═════ Given data ═════

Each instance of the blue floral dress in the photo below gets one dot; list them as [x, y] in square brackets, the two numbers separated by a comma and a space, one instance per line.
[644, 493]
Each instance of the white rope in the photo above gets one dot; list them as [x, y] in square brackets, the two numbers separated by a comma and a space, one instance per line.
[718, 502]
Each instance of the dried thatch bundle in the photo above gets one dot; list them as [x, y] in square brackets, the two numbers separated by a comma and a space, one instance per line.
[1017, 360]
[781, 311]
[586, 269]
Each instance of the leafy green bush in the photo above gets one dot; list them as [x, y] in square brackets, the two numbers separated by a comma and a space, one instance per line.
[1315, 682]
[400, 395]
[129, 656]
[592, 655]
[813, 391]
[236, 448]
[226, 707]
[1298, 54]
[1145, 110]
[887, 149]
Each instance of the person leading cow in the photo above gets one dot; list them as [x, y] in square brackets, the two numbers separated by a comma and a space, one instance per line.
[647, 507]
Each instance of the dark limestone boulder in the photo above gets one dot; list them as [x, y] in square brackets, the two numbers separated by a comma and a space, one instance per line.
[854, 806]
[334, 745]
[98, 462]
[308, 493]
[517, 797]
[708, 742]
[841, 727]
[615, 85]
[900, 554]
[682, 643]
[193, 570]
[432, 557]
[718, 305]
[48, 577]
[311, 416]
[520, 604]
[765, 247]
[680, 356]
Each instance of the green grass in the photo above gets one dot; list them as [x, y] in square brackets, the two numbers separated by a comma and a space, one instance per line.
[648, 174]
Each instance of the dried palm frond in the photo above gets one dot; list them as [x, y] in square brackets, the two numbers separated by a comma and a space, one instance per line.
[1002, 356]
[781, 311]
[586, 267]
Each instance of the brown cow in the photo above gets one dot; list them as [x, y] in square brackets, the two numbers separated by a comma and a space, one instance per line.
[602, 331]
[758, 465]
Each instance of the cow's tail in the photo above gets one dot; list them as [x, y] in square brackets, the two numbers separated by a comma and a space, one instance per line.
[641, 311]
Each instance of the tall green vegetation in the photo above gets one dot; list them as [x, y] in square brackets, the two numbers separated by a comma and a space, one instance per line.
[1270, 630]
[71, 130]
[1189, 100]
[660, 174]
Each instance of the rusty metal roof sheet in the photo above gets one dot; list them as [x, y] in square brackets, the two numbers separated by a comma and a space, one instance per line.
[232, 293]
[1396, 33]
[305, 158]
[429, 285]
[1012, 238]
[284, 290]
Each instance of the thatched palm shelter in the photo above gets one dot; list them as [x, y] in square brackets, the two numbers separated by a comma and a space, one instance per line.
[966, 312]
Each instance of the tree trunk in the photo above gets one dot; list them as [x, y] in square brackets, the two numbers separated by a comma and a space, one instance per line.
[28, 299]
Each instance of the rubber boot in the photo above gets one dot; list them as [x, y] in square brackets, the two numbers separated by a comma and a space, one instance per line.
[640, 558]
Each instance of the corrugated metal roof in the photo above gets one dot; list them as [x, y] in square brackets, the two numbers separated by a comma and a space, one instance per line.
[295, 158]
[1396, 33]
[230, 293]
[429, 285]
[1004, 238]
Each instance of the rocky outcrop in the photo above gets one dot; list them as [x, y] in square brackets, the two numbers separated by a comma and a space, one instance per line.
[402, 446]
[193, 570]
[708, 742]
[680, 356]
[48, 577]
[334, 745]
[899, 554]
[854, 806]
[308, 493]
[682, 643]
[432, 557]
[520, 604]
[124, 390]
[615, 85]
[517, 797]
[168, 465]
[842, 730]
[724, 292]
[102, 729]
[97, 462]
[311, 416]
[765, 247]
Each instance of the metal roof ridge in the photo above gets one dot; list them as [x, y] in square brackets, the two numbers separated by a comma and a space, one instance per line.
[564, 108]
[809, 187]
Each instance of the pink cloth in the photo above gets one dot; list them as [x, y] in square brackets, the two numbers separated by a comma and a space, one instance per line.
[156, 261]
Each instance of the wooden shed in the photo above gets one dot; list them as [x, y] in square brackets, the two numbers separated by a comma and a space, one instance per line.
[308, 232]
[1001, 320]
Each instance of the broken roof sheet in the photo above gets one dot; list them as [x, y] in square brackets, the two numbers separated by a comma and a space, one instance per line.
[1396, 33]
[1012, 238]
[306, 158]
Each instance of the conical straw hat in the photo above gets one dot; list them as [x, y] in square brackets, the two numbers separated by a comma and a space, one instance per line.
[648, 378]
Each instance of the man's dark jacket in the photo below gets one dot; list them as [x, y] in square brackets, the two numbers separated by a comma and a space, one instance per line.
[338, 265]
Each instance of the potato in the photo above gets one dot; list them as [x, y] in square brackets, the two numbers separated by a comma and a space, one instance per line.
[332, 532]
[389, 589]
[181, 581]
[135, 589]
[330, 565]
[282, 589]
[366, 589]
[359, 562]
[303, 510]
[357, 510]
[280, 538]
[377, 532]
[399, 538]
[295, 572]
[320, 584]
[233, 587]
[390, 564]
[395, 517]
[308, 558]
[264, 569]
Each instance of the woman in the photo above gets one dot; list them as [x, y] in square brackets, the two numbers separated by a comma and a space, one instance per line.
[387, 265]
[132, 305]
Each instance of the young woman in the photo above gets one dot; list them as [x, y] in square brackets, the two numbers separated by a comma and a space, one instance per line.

═════

> _Aim_: Copy out the lines from the line containing "Each instance of the man's" to the end of the listing above, without alteration.

> _Result for this exercise_:
Each instance of the man's dark jacket in the photo below gets one dot; list them as [x, y] in square brackets, the two numbers separated by a comma and a space, one instance per line.
[338, 265]
Each instance of the potato in the photo above gets one dot; list them as [x, y] in square brackets, the two numbers separated by a comma and a space, one instance per line.
[332, 532]
[389, 589]
[181, 581]
[135, 589]
[330, 565]
[282, 589]
[366, 589]
[359, 562]
[303, 510]
[357, 510]
[280, 538]
[377, 532]
[399, 538]
[295, 572]
[320, 584]
[233, 587]
[390, 564]
[395, 517]
[308, 558]
[264, 569]
Each instance of the woman in the photo above gets one dot; list them as [x, y] in square brackets, the two numbers separated by a comma and a space, one instance per line.
[387, 265]
[132, 305]
Each instance of the young woman in the photo above gets one dot; list them as [x, y] in square brackets, the two numbers separated by a comma and a space, one instance per line.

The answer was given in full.